Recorded data:
** BEGIN **

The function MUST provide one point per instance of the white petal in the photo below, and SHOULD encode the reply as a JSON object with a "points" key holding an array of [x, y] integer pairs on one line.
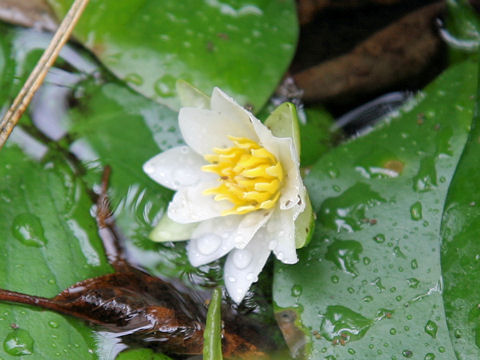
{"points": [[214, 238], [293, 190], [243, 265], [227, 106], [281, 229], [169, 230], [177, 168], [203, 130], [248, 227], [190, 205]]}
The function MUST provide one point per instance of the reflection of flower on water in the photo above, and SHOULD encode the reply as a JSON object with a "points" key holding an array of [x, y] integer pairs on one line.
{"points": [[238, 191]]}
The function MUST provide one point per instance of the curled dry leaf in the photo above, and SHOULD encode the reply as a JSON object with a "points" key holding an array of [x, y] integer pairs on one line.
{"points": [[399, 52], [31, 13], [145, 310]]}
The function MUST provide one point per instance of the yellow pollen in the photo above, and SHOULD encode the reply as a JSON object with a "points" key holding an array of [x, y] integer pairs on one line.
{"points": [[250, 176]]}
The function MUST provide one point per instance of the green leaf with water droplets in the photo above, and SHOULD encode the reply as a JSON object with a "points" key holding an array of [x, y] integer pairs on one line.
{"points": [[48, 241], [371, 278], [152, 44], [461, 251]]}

** END **
** BEGIN **

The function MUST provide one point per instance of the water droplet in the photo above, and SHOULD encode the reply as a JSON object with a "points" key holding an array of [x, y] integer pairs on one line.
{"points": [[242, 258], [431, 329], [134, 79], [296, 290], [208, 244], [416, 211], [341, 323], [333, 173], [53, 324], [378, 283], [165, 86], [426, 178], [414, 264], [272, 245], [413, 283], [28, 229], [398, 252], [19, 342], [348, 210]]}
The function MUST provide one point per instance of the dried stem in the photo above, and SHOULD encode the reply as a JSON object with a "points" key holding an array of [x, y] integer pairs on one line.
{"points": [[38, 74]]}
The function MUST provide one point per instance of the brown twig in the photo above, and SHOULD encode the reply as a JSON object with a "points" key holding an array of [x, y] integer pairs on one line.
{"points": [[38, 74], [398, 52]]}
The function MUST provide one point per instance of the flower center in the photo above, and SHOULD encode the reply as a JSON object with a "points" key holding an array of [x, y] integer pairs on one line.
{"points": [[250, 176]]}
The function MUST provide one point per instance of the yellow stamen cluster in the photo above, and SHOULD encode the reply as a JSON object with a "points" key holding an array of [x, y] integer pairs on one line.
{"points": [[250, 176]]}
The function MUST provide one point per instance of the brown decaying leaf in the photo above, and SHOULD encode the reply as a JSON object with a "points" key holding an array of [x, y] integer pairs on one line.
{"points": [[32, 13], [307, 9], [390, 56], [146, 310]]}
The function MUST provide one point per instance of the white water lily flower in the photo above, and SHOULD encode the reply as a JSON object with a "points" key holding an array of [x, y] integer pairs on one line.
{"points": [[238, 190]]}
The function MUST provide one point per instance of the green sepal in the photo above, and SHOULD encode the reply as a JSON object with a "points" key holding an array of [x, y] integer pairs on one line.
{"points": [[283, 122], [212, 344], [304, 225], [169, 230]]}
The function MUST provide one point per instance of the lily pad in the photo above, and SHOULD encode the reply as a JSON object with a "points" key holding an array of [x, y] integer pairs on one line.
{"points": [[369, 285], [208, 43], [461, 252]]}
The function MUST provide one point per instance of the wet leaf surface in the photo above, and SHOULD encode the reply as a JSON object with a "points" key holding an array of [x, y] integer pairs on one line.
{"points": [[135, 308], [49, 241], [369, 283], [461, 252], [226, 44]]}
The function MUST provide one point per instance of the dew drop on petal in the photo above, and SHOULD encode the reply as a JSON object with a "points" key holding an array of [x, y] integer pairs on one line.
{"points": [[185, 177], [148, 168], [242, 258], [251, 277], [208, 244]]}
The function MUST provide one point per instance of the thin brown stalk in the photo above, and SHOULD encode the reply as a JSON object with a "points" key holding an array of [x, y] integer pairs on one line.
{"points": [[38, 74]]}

** END **

**WHAT YOU HAVE TO DO**
Please report each line of the entries above that contains the string "lily". Case matters.

**FINISHED EXERCISE**
The function MUST provide one point per instance of the white water lily flower in the photo above, and SHOULD encode the reply as a JSON object with a "points" key holding an array of [x, y] integer pairs on one line.
The function MUST provide one point per instance of the lily pad in the photo above, and SHOULD encode the reply as a JSON object with a "points" key holding an array of [x, y] integer pairs on one line.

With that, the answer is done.